▶ [OBJETIVO DEL EJERCICIO]:
En el texto sobre Kingston, ¿quién firmaba el cartel de bienvenida que pedía cuidar el medioambiente? Responde, por favor, en pocas palabras.

▶ [TEXTO DE LECTURA]:
↓↓↓
10/10/15

Desentrañando Kingston

Desde el cielo, lo primero que adiviné -sin saberlo- era Port Royal, la base bucanera desde la que Henry Morgan armó su leyenda. Lo supe más tarde, cuando escudriñando un mapa comprobé que después de un largo brazo de tierra, colgando sobre el mar Caribe, se ubicaba este puerto. Ya en tierra, una contradicción: uno de los carteles que dan la bienvenida al viajero apelaba a cuidar el medioambiente. Nada raro si no fuera porque, quien firmaba la sugerencia, era una compañía petrolera.

Kingston es una ciudad descuajeringada a ratos: casitas bajas, jardines de un verde intenso que solo cuidan en los colleges y las embajadas, socavones en las carreteras y el calor tropical habitual en estas latitudes. Un desayuno que me dejó irritado el gaznate, una hostia con una escalera en la cabeza y una chispa de fuego que se me clavó en el ojo derecho son algunas de las cosas que me sucedieron en mi primer día vagabundeando entre el centro y el este de Kingston.

La historia de Jamaica es algo perra, ya que la esclavitud estuvo metida en la existencia de este pueblo hasta bien entrado el siglo XIX. La inmensa mayoría de la población -cerca del 80%- es negra. Así que ver a un blanco con una mochila al hombro en estaciones de autobuses y en institutos en busca de los Usain Bolt de mañana es una escena poco repetida.
↑↑↑
▶ [ENTRADAS PROPORCIONADAS]:
↓↓↓
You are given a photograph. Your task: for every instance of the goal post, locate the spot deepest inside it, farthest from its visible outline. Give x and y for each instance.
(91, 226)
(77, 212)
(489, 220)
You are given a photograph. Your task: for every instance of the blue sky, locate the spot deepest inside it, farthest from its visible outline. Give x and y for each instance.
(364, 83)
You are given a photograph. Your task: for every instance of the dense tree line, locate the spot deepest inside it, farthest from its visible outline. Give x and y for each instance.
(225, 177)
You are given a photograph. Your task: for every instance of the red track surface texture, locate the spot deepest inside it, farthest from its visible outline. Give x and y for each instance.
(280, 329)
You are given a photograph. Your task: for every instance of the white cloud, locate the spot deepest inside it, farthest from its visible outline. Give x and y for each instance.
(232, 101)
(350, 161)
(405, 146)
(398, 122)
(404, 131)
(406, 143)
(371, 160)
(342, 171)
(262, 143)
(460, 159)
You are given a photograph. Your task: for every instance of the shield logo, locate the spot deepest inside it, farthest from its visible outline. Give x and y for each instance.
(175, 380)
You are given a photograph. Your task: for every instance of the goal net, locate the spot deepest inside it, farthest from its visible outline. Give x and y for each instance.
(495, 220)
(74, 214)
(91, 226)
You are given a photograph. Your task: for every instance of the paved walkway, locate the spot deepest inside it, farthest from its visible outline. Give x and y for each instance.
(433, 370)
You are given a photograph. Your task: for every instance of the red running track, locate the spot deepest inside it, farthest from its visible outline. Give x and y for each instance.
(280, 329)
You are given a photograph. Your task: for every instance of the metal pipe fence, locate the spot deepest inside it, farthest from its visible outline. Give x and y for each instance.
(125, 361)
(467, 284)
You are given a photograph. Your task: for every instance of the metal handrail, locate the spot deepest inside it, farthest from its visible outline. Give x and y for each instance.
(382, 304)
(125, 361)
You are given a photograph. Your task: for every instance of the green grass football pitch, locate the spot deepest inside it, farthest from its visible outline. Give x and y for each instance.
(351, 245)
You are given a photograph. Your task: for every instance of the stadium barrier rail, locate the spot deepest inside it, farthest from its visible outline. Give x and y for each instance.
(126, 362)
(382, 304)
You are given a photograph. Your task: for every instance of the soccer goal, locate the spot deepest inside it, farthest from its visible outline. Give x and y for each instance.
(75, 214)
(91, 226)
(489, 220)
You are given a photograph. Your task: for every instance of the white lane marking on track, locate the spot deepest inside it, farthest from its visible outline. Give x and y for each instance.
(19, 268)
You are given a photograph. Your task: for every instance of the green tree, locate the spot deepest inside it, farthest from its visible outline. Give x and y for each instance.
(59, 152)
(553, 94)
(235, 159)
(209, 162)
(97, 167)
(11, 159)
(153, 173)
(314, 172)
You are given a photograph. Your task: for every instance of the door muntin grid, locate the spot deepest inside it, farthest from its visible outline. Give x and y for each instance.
↑↑↑
▶ [RESPUESTA AL EJERCICIO]:
Una compañía petrolera.